=== Written instruction A ===
Reproduce, character for character, everything in the records below from the line containing "Could you put a marker on the stone" down to the last line of the records, including both of those lines.

=== Selected excerpt ===
If Adobe had a less expensive tier for hobby photographers I'd be glad to pay, but since they don't I'll continue to use free solutions.
This is true, most of the app is free, but if you want to sync between a PC and the iPad then you need to pay the subscription.
 
If Adobe had a less expensive tier for hobby photographers I'd be glad to pay, but since they don't I'll continue to use free solutions.

At the moment, I have LR downloaded on the Ipad and it seems to allow me to do some edits and save as a JPEG. I downloaded from the App store. When I click on upgrade or features which are only activated when I do upgrade, the sw offers me an upgrade to “LR Premium“ at £4.99pm. Any idea how this ties in with the CC photography plan at £9.97 pm?

Lightroom Mobile (on my phone) appears to offer me the same offer of £4.99 per month for Lightroom Premium. I assume this is almost the same as the £9.98 per month subscription but without LR Desktop and 1TB cloud storage and website/portfolio ?
 
Lightroom Mobile (on my phone) appears to offer me the same offer of £4.99 per month for Lightroom Premium. I assume this is almost the same as the £9.98 per month subscription but without LR Desktop and 1TB cloud storage and website/portfolio ?
You get 100Gb cloud storage there, but correct no desktop LR at all and no Portfolio. To be honest if you're going to do go mobile only and don't need the Masking and Healing tools then you're better just using it for free.

I pay the full £20 because I have all of my older work synced as smart previews, my dad uses LR Classic as part of my sub. I use my iPad as my primary editing device so my only option is cloud storage, I actually do a lot of quick edits on my phone so the syncing is important, and I have my website built on Adobe Portfolio (which for some absolutely inexplicable reason, you can't edit on an iPad). £20 a month is more than I like paying but I do use almost everything I pay for.
 
Last edited:
The OP referred to being old and whether or not to start a LR subscription. Well, I am 68 and have just taken it out as other packages just haven't cut it for me.

I only use LR Classic as I have no interest in manipulating pictures in Photoshop or the [perhaps my perceived] limitations to Lightroom -- the cloud version -- (why they have such confusingly similar names is beyond me -- what's wrong with Lightroom Desktop and Lightroom Cloud?).

I don't use collections as I prefer to keep things in one place on my PC (yes, I know 'collections' doesn't move anything but now the names appears in more than one place and I don't see the point when I have made collections on my hard drive).

As others have said, don't fret over the number of images you have done nothing with over the years, I have the same problem. I'll occasionally pick on an older folder and cull and/or edit the images and leave it at that until I have some spare time to do another edit. I do try to keep on top of newly-taken pictures as I don't want to get into the old situation where I have 20 pictures of the same subject that all vary slightly by position or exposure. These days I am ruthless when it comes to deleting surplus images.

=== Provided data ===
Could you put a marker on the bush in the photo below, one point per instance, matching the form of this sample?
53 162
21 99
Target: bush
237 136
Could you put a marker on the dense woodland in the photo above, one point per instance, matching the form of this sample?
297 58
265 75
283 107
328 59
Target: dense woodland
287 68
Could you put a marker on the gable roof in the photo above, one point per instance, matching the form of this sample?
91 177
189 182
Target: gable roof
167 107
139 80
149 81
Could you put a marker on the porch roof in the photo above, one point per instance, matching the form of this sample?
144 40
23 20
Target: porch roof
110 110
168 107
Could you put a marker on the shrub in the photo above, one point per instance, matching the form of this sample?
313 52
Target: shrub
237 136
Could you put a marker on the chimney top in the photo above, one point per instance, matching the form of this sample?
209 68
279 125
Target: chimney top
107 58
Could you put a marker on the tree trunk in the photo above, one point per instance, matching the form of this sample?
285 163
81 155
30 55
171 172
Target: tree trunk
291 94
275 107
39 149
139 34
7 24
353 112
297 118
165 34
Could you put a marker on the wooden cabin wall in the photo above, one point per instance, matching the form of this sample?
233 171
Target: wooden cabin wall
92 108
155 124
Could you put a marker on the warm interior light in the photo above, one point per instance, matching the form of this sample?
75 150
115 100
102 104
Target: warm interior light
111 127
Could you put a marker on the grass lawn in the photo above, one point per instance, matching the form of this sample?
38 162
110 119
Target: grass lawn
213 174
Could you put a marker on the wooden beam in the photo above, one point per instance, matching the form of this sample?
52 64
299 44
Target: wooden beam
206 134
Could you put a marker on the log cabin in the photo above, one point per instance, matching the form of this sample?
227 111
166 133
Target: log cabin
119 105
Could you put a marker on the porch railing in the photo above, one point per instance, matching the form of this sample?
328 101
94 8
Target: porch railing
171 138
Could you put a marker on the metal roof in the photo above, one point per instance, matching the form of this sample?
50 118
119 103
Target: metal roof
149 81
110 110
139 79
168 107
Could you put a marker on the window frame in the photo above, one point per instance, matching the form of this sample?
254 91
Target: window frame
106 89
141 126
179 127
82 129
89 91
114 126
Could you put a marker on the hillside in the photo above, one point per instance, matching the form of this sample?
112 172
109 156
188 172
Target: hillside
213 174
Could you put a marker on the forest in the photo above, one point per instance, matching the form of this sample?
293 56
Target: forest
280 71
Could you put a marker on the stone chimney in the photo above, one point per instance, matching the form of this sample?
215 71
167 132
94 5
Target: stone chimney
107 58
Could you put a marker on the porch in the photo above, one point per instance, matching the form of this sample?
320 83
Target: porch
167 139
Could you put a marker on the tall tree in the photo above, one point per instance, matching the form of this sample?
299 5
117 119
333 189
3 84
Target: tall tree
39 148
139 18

=== Written instruction B ===
Continue the forum discussion about Lightroom subscriptions from where it stops.

=== Response A ===
Could you put a marker on the stone chimney in the photo above, one point per instance, matching the form of this sample?
215 71
167 132
94 5
Target: stone chimney
107 58
Could you put a marker on the porch in the photo above, one point per instance, matching the form of this sample?
320 83
Target: porch
167 139
Could you put a marker on the tall tree in the photo above, one point per instance, matching the form of this sample?
299 5
117 119
333 189
3 84
Target: tall tree
39 148
139 18

=== Response B ===
If there is one thing to remember though, once you start a Lightroom subscription, is to do nothing to a file outside Lightroom itself so that the software always knows where things are.
 
The OP referred to being old and whether or not to start a LR subscription. Well, I am 68 and have just taken it out as other packages just haven't cut it for me.

I only use LR Classic as I have no interest in manipulating pictures in Photoshop or the [perhaps my perceived] limitations to Lightroom -- the cloud version -- (why they have such confusingly similar names is beyond me -- what's wrong with Lightroom Desktop and Lightroom Cloud?).

I don't use collections as I prefer to keep things in one place on my PC (yes, I know 'collections' doesn't move anything but now the names appears in more than one place and I don't see the point when I have made collections on my hard drive).

As others have said, don't fret over the number of images you have done nothing with over the years, I have the same problem. I'll occasionally pick on an older folder and cull and/or edit the images and leave it at that until I have some spare time to do another edit. I do try to keep on top of newly-taken pictures as I don't want to get into the old situation where I have 20 pictures of the same subject that all vary slightly by position or exposure. These days I am ruthless when it comes to deleting surplus images.

If there is one thing to remember though, once you start a Lightroom subscription, is to do nothing to a file outside Lightroom itself so that the software always knows where things are.
Hi Martin
Thanks.
Can I just clarify - you’re subscribing to a Photography plan, but just using the sw licence on your main PC?
Nothing stored in the cloud, no Ipad use, no syncing to other devices?
Stuart
 
Hi Martin
Thanks.
Can I just clarify - you’re subscribing to a Photography plan, but just using the sw licence on your main PC?
Nothing stored in the cloud, no Ipad use, no syncing to other devices?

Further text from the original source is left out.